* _Text segment_:
NORTHERN CALIFORNIA RECORD

Sunday, December 22, 2024

CAL Supreme Court: USC didn't violate football player's rights by expelling him over assault without chance to face witnesses

State Court
Socal usc

University of Southern California | FASTILY, CC BY-SA 4.0 <https://creativecommons.org/licenses/by-sa/4.0>, via Wikimedia Commons

California law does not grant a former USC football player, when facing physical assault accusations from a female student, the right to face his accuser at a hearing, according to the California Supreme Court.

Matthew Boermeester sought legal recourse from USC and Ainsley Carry, the vice president of student affairs, after a two-month investigation resulted in his expulsion for allegedly violating the private school’s policy against intimate partner violence. Boermeester argued he was deprived of a fair trial because USC denied him “a meaningful opportunity to cross-examine critical witnesses at an in-person hearing.”

Boermeester was a place kicker, who played for the USC Trojans football team for two seasons from 2015-2016.

According to court records, which do not identify the female student, USC’s Title IX office received a report about an incident that occurred in January 2017. In addition to interviewing witnesses the office obtained surveillance video of a physical confrontation outside the woman’s apartment and relevant text messages.According to published reports, Boermeester was accused of pushing the female student against a wall and placing his hands around her neck.

The woman involved in the incident expressed concern about the investigation and attempted to recant statements made to investigators.

A misconduct panel recommended expulsion. An appeals panel agreed Boermeester physically harmed the woman, meeting the standard of intimate partner violence, but didn’t determine the harm was intentional and recommended a two-year suspension and yearlong intimate partner violence program. But Carry said intent wasn’t as much a factor as the nature of the harm inflicted and approved the expulsion.

Los Angeles County Superior Court Judge Amy Hogue denied Boermeester’s petition for writ of administrative mandate.  A split California Second District Appellate Court panel reversed that ruling, as the majority found it was unfair to deny Boermeester the chance to question the woman or witnesses, directly or indirectly, in real time at a live hearing.

Justice Joshua Groban wrote the unanimous opinion on the California Supreme Court’s review of that ruling, filed July 31. The court said it had never applied the relevant statute to disciplinary decisions by a private university, but said its review of Boermeester’s case was appropriate because the common law doctrine of fair procedure “requires a private organization to comply with its own procedural rules governing the expulsion of individuals from the organization, and it permits courts to evaluate the basic fairness of those procedural rules when the organization seeks to exclude or expel an individual from its membership.”

* _Goal of the exercise_: Carry on the news article about the California Supreme Court's ruling on USC's expulsion of Matthew Boermeester, picking up right after its final paragraph.

* _Information supplied_:
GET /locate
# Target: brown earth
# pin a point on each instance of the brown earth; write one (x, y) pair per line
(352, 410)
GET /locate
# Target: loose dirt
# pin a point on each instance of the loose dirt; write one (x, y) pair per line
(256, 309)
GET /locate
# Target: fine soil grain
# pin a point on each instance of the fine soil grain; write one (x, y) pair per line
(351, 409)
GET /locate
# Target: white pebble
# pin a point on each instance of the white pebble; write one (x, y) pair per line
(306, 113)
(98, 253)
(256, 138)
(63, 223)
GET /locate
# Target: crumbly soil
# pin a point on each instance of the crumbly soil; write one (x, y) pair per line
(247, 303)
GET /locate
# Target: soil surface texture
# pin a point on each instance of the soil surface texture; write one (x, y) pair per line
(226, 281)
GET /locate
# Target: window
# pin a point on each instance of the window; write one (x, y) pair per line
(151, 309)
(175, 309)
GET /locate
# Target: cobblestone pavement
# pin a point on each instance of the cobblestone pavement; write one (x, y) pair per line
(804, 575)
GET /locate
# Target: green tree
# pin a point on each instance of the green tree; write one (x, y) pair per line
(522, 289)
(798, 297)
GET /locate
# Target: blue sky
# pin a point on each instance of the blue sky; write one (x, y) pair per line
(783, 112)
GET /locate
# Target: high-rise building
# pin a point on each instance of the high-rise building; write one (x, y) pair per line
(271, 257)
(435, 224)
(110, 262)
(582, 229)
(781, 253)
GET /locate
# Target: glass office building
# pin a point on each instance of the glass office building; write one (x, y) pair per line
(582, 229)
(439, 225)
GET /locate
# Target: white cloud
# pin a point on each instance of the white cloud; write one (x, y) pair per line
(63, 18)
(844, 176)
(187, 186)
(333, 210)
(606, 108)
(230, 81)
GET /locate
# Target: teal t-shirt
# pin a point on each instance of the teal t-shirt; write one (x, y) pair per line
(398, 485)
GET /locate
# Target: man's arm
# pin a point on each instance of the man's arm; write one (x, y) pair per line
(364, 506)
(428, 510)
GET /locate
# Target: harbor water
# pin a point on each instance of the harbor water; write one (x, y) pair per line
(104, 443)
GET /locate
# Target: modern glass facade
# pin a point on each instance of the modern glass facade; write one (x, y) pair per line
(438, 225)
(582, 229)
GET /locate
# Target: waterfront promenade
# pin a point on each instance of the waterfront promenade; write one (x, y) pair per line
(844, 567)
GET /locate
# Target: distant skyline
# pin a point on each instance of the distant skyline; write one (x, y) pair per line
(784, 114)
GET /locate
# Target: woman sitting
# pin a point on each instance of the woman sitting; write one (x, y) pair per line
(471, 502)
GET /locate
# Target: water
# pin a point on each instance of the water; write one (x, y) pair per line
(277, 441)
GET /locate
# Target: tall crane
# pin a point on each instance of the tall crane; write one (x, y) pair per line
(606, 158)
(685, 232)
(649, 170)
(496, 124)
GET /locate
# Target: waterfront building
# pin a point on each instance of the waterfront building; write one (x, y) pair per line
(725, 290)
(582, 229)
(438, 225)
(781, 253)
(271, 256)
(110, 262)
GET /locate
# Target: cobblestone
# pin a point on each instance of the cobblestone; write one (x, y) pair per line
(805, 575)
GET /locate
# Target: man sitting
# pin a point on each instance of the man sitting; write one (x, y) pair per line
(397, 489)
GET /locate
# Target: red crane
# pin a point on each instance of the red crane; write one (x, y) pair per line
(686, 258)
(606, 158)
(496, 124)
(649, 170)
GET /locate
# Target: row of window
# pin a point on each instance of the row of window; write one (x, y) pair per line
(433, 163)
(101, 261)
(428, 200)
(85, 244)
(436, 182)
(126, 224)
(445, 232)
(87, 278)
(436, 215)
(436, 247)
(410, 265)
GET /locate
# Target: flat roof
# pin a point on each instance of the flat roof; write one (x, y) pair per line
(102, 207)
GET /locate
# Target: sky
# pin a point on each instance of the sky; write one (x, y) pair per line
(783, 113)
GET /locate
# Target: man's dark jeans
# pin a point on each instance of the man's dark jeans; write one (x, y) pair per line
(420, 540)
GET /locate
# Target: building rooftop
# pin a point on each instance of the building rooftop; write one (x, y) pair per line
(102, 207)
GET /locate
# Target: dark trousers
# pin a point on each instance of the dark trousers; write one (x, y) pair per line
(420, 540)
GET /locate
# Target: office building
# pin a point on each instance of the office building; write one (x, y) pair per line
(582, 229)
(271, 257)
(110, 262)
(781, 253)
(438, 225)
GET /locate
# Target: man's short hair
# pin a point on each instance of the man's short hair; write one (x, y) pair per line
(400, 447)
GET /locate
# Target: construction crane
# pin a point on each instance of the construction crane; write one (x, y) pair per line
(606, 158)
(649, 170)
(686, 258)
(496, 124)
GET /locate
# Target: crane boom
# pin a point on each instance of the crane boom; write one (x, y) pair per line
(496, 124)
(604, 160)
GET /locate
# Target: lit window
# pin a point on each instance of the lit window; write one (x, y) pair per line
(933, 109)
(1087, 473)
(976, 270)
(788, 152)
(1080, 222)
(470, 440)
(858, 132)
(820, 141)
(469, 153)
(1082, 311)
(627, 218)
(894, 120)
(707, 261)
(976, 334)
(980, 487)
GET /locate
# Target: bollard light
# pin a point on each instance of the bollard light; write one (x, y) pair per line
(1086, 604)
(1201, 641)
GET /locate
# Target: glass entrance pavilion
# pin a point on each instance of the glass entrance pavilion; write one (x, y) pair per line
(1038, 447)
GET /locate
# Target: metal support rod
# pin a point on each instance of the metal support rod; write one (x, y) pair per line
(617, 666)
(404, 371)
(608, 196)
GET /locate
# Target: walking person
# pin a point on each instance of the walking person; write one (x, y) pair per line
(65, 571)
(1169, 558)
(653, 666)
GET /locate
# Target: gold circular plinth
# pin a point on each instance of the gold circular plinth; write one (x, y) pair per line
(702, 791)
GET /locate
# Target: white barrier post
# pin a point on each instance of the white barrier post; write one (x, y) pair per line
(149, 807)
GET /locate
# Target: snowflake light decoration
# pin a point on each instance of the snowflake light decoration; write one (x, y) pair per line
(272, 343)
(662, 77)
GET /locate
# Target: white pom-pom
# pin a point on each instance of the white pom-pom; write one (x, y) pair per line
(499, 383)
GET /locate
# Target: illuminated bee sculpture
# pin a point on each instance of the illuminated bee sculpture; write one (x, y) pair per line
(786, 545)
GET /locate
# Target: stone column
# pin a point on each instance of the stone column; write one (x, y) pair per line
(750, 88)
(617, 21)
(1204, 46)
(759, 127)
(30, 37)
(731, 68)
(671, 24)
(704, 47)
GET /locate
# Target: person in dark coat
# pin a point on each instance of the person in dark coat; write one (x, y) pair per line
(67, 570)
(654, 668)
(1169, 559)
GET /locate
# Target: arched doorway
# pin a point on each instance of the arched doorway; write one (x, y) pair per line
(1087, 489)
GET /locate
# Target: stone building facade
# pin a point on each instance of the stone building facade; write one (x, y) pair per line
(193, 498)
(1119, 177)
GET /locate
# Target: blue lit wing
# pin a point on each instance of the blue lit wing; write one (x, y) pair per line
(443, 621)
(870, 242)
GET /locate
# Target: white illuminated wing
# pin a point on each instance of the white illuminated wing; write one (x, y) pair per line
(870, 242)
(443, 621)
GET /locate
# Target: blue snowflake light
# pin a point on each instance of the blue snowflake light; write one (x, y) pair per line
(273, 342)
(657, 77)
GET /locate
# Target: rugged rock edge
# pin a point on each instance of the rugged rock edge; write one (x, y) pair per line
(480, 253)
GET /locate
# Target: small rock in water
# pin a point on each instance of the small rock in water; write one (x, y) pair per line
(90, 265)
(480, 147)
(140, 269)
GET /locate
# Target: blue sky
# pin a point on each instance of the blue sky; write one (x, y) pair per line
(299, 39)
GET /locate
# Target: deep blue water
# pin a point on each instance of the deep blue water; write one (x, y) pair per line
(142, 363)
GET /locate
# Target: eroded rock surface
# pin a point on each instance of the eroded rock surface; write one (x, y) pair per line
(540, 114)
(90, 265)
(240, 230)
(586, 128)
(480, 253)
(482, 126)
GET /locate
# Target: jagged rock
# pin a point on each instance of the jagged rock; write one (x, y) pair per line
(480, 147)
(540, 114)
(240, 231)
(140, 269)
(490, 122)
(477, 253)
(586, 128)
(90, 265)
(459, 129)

* _Output of the task_:
The court compared a student’s interest in completing a college degree to membership in a private, professional organization, to the extent each affects the ability to pursue a specific vocation. The justices said, although private bodies have to provide notice of charges and a meaningful opportunity to be heard, it has never held “any specific or baseline procedures must be followed to satisfy these requirements.”

While the court said private schools “generally know best how to manage their own operations,” it also acknowledged a California law that took effect Jan. 1, 2021, specifying procedures for addressing sexual violence incidents and applying to public and private schools alike. Although that bill postdates the Boermeester allegations, Groban wrote the court took note the law doesn’t make schools “conduct live hearings featuring cross-examination of the accuser and other witnesses.” It also noted 2020 Title IX regulations, while inapplicable to Boermeester, “may be trending towards providing private universities with more flexibility in determining whether to conduct a live hearing.”

The court said universities must balance an accused student’s right to be heard with concern that policies do not discourage victims from reporting incidents or witnesses from participating in disciplinary proceedings.

“There is no absolute right to a live hearing with cross-examination in administrative proceedings, even where constitutional due process applies,” Groban wrote. “Private universities are ill-equipped to function as courts because they lack subpoena power to force key witnesses to attend a hearing and be subject to cross-examination. They must instead rely on the voluntary participation of witnesses, which may prove more likely when the disciplinary process allows witnesses to testify outside of the context of a live hearing and outside the accused student’s presence.”

The California Attorney General’s Office filed a support brief on behalf of USC, agreeing that forcing a school to follow criminal court procedural rules could be both impractical and a detriment to other, primary university functions. Groban wrote schools have to develop procedures ensuring an accused student has sufficient access to what accusers and witnesses report, but the court ruled they can meet that goal outside of lived hearings with cross examinations.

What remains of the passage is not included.